Stated goal: Everything from the line with "Reviewer note: every instance of the wheat" through the last line of the records below should be copied exactly, both ends included.

[Object pointing dataset rows]

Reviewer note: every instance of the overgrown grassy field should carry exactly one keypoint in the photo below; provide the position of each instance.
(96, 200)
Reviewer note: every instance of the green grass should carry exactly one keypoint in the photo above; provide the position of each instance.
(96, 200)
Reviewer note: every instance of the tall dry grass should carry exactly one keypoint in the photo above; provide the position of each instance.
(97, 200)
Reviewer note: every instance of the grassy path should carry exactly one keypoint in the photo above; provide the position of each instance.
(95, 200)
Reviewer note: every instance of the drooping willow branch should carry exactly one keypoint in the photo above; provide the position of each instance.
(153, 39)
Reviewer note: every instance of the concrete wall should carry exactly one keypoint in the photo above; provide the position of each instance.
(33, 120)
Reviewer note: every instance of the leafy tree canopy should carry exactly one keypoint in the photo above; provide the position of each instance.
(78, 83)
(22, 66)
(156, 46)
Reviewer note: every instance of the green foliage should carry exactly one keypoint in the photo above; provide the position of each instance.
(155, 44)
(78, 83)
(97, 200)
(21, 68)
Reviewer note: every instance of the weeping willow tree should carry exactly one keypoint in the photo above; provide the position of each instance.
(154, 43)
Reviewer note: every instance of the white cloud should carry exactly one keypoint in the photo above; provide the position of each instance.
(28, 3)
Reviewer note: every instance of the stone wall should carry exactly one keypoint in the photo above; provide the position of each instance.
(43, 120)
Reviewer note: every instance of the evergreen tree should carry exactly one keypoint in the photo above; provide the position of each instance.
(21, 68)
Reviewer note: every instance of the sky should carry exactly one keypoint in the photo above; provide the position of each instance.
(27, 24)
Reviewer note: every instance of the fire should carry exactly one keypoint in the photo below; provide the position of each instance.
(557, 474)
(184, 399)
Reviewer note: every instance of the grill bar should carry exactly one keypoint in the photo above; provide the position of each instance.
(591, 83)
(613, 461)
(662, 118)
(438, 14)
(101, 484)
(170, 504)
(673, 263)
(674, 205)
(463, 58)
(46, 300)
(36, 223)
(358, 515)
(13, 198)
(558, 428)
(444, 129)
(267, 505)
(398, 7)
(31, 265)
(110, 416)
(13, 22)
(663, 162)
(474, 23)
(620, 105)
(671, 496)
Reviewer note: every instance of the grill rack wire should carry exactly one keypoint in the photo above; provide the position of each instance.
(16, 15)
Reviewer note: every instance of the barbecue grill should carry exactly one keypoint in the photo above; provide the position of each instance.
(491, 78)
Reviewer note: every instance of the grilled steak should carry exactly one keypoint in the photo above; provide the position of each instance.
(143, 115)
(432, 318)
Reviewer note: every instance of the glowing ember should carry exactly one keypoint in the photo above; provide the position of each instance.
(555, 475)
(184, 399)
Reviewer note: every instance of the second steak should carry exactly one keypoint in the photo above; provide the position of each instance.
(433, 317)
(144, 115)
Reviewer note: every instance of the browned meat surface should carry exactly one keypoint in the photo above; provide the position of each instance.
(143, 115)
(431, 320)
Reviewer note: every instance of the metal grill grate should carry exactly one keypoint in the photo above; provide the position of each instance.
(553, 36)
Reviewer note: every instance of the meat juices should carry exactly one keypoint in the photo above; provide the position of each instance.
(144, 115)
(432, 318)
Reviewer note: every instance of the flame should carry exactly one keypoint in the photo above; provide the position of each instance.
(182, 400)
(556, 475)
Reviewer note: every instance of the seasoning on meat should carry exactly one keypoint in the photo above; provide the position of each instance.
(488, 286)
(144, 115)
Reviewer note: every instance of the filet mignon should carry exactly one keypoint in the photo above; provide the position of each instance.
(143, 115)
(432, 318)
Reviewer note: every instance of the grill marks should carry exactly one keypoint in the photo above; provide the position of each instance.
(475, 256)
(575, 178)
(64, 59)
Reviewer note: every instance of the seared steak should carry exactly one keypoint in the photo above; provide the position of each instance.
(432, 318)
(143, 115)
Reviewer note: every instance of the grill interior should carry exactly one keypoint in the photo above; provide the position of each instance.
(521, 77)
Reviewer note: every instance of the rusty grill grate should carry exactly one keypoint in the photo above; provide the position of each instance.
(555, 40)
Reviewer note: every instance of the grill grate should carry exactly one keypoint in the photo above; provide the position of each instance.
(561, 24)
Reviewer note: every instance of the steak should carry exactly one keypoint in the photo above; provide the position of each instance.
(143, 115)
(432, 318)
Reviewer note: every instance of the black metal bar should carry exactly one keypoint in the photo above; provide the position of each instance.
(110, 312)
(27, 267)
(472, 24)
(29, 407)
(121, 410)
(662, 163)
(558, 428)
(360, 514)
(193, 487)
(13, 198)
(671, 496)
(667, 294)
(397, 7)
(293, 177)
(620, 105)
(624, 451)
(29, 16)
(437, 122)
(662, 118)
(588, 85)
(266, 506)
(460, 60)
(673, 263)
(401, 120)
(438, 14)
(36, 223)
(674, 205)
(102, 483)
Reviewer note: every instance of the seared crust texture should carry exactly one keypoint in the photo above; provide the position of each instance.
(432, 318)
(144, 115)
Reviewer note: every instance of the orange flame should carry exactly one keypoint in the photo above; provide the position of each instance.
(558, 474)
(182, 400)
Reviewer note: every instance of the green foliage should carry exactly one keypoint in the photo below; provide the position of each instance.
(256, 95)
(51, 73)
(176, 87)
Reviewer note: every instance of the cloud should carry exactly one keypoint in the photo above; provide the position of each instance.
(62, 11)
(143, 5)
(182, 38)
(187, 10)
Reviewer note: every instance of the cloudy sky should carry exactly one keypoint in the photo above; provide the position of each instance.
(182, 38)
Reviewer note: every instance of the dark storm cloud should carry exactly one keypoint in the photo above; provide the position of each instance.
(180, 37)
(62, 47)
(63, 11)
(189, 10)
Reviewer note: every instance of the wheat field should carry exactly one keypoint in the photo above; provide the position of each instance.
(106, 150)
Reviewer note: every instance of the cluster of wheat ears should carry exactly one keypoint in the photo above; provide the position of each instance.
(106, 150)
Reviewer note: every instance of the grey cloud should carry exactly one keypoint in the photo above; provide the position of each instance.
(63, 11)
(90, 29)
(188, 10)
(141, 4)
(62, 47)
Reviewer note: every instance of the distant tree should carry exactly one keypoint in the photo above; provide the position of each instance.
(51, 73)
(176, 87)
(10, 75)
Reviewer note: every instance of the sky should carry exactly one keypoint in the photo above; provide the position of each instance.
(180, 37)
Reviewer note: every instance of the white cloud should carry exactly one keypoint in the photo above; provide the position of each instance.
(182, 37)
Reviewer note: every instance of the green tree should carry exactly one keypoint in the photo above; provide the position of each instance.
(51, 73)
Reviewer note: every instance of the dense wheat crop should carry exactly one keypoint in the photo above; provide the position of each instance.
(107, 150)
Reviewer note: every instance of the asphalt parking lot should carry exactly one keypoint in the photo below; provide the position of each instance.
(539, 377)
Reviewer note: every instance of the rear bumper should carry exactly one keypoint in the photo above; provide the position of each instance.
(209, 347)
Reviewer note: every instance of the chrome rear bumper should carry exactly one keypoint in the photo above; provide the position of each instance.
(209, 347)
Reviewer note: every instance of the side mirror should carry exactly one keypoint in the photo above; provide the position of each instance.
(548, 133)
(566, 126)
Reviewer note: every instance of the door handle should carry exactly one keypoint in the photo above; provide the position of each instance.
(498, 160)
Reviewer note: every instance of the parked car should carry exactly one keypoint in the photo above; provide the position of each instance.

Result:
Reviewer note: every instance of the wheat field should carry exactly one keypoint in the photo above; provide the position of each instance.
(106, 150)
Reviewer note: every instance of the cluster of wheat ears should carry exactly one keypoint in the photo above; provide the position of each instance.
(106, 150)
Reviewer note: every instance of the grey cloud should carry exactly one keypoint in the photo above; provide the position of each instance.
(63, 11)
(90, 29)
(188, 10)
(141, 4)
(62, 47)
Reviewer note: every instance of the distant tree should carry exactly one keypoint in the photo above; provide the position of each instance.
(51, 73)
(176, 87)
(10, 75)
Reviewer note: every instance of the sky should carry exactly one keypoint in the photo above; provide the position of each instance.
(180, 37)
Reviewer note: every instance of the white cloud should carry exactly one keypoint in the photo above; provide the position of each instance.
(182, 37)
Reviewer note: every instance of the green tree should carry exactly one keypoint in the photo above; provide the position of each instance.
(51, 73)
Reviewer note: every instance of the dense wheat crop should carry exactly one keypoint in the photo above; provide the position of each instance.
(107, 150)
Reviewer note: every instance of the asphalt parking lot should carry exactly one keypoint in the photo below; provide the position of each instance.
(539, 377)
Reviewer note: every instance of the rear bumper should carry exactly one keypoint in the photo above; provide the position of each instance.
(209, 347)
Reviewer note: every instance of the chrome rear bumper should carry exactly one keypoint in the photo above; provide the position of each instance.
(209, 347)
Reviewer note: every instance of the side mirror should carry exactly one keypoint in the photo above; provide the position of each instance.
(548, 133)
(566, 126)
Reviewer note: every instance of the door handle should carry exactly one keypoint in the photo above; provide the position of each instance.
(498, 160)
Reviewer note: every instance of the parked car should carry exactly one keypoint in the photo above; provide the position of each instance.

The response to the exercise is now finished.